QUOTED TEXT –
★ ★ ★ ★ ★ ★ ★
- Born: 18 December 1829 Dublin, Ireland
- Died: 14 December 1904 (aged 74) Holyhead, Wales
- Education: Trinity College Dublin
- Occupation: Engineer
- Engineering career
- Discipline: Steam locomotive engineer
- Employer(s): Great Southern and Western Railway North Eastern Railway

= Alexander McDonnell (engineer) =

Irish locomotive engineer

Alexander McDonnell was an Irish locomotive engineer and civil engineer. He was born in Dublin on 18 December 1829 and died in Holyhead on 14 December 1904. He was educated at Trinity College Dublin, where he graduated with an honours BA in mathematics (1851). He brought order and standardisation to the workshops and locomotive designs of the Great Southern and Western Railway of Ireland, and was later employed to do the same for the North Eastern Railway in England, although resistance to his changes meant little progress was made before he left.

==Career==
McDonnell was apprenticed at Newall and Gordon in Westminster before working as an engineer at the Newport, Abergavenny and Hereford Railway – later to become part of the Great Western Railway.

From 1864 to 1883 he was Locomotive, Carriage and Wagon Superintendent of the Great Southern and Western Railway of Ireland at Inchicore. McDonnell reformed the GS&WR workshop practices and improved their speed and efficiency. He also introduced practices then in use at Crewe Works and standardised parts between locomotive classes.

McDonnell was noted for his ability to recognise, and employ, men of talent. By doing this, he initiated the "Inchicore school" of locomotive engineers, who would include Sir John Aspinall, H.A. Ivatt, and R.E.L. Maunsell.
★ ★ ★ ★ ★ ★ ★
GIVEN INFORMATION –
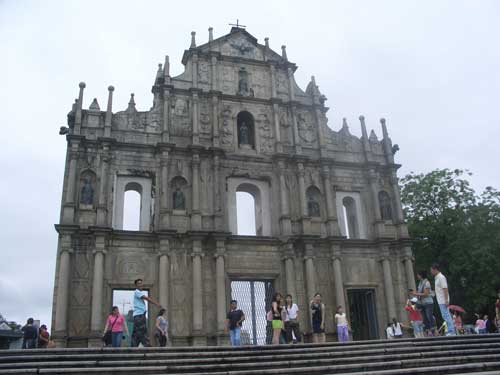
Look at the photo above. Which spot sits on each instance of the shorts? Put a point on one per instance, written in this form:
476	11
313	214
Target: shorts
★ ★ ★ ★ ★ ★ ★
GIVEN PROBLEM A – According to the article on Alexander McDonnell, in which years was he Locomotive, Carriage and Wagon Superintendent of the Great Southern and Western Railway of Ireland?
GIVEN PROBLEM B – List every railway company named in the article on Alexander McDonnell.
GIVEN PROBLEM C – Extend the article on Alexander McDonnell with the next paragraph, starting after its last sentence.

TASK ANSWER A – From 1864 to 1883.

TASK ANSWER B –
- Great Southern and Western Railway (of Ireland)
- North Eastern Railway
- Newport, Abergavenny and Hereford Railway
- Great Western Railway

TASK ANSWER C –
From 1 November 1882, McDonnell was Locomotive Superintendent of the North Eastern Railway (NER) in England; he succeeded Edward Fletcher, who had retired. He found that Fletcher's locomotives, although good, did not use standardised components. McDonnell decided that in future, locomotives would use shared standard parts where possible, and that locomotive design and construction would utilise the practices which he had used at Inchicore. His first locomotive design for the NER, the '38' class 4-4-0, incorporated a number of unpopular features; and some popular features of Fletcher's engines were omitted. Worse, although the new locomotives were larger than Fletcher's most recent designs, they were no more capable. His only other design for the NER, the '59' class 0-6-0, were also unpopular; in this case, the engines were of similar size to Fletcher's most recent 0-6-0, but were less powerful. As a consequence, McDonnell resigned from the NER in September 1884, receiving a year's salary as severance pay. McDonnell was not replaced immediately, the NER's locomotive department then being managed by a committee chaired by Henry Tennant.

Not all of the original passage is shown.